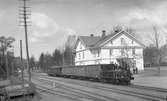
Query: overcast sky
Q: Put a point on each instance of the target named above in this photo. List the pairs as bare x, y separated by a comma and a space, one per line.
54, 20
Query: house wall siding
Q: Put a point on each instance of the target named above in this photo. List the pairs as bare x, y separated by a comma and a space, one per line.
91, 55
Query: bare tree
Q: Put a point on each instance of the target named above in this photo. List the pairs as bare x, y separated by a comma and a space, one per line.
156, 42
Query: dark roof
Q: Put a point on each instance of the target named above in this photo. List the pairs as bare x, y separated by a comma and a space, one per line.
96, 41
103, 39
89, 40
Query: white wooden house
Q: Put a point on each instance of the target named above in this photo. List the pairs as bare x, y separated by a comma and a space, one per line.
106, 49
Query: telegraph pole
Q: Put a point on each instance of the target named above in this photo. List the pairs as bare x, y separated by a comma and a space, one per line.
25, 15
21, 57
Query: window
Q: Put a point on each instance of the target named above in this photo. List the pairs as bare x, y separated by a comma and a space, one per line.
111, 42
83, 55
133, 51
98, 52
132, 41
122, 41
79, 55
122, 52
111, 51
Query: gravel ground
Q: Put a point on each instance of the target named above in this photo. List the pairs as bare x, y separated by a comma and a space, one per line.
150, 77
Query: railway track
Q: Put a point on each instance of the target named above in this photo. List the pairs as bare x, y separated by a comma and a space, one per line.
139, 94
75, 94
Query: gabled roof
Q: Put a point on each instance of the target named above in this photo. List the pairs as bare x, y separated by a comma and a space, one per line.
115, 35
98, 41
89, 41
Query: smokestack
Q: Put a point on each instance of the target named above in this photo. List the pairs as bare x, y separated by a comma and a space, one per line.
103, 33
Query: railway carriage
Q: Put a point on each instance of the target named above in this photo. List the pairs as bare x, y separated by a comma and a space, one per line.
117, 74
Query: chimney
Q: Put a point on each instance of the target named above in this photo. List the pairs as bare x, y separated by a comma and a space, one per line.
91, 35
103, 33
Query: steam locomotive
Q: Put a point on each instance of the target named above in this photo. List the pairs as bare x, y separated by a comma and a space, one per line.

::::

* [Stated problem]
Reproduce the records, all of them, word for word; omit the pictures.

* [Response]
Query: overcast sky
Q: Put a point on each instance of the target named above in this photo. List the pairs as bare x, y separated by a comma and a space, one per line.
54, 20
Query: house wall siding
Q: Put a point on each instance of the target named above in this photo. List the pairs as bare x, y separated by a comma and a space, one per line.
91, 55
Query: bare tree
Q: Put a point on each instance of the target named above in this photo. List the pairs as bare x, y separated by a comma and a space, one per line.
156, 42
Query: dark roof
Q: Put a point on each instance of the target named above in this photo. List the pairs as bare x, y separated by a comma and a space, one per line.
96, 41
103, 39
89, 40
Query: white wooden house
Q: Put a point on each instance of the target named above in this photo. List the pairs as bare x, y separated by a comma and a space, one per line.
106, 49
Query: telegraph pole
Q: Put a point on each instance of the target named above in this photo. List the pairs as bare x, y separated by a comma and a space, one per line.
25, 15
21, 57
Query: window
Q: Put a point on each instance of the target named above in this photo. List the pairs as bare x, y separated by a comma and a space, one per line.
111, 42
83, 55
133, 51
98, 52
132, 41
122, 41
79, 55
122, 52
111, 51
Query: gravel ground
Q: Put a point on each instance of the target named above in this photo. List the pairs as bare x, y separated by a comma and a space, one per line.
150, 77
Query: railway track
Q: Put a point on each instance of the target named above in this photo. List the pairs as bare x, y separated by a comma and a space, one per line.
139, 94
75, 94
Query: gabled roof
Q: Put a point on each instance of the target named above in this photo. List the pairs as bare x, y separated by a comma and a space, one per line.
115, 35
98, 41
89, 41
Query: smokestack
Q: Put a point on each instance of the target named above in this photo. List the pairs as bare x, y separated by a comma and a space, one per line.
103, 33
Query: railway carriage
Q: Put a point on each instance of the target named above in this photo. List the pairs as bare x, y separated by a comma and a space, one per line.
117, 74
Query: chimney
Q: Put a point on each instance of the target named above in this photo. List the pairs as bare x, y separated by a comma and a space, one per line.
91, 35
103, 33
Query: steam locomotive
Q: Put a point on each instance of the target named above in this photo. List the pairs as bare x, y separated by a comma and a space, one per line.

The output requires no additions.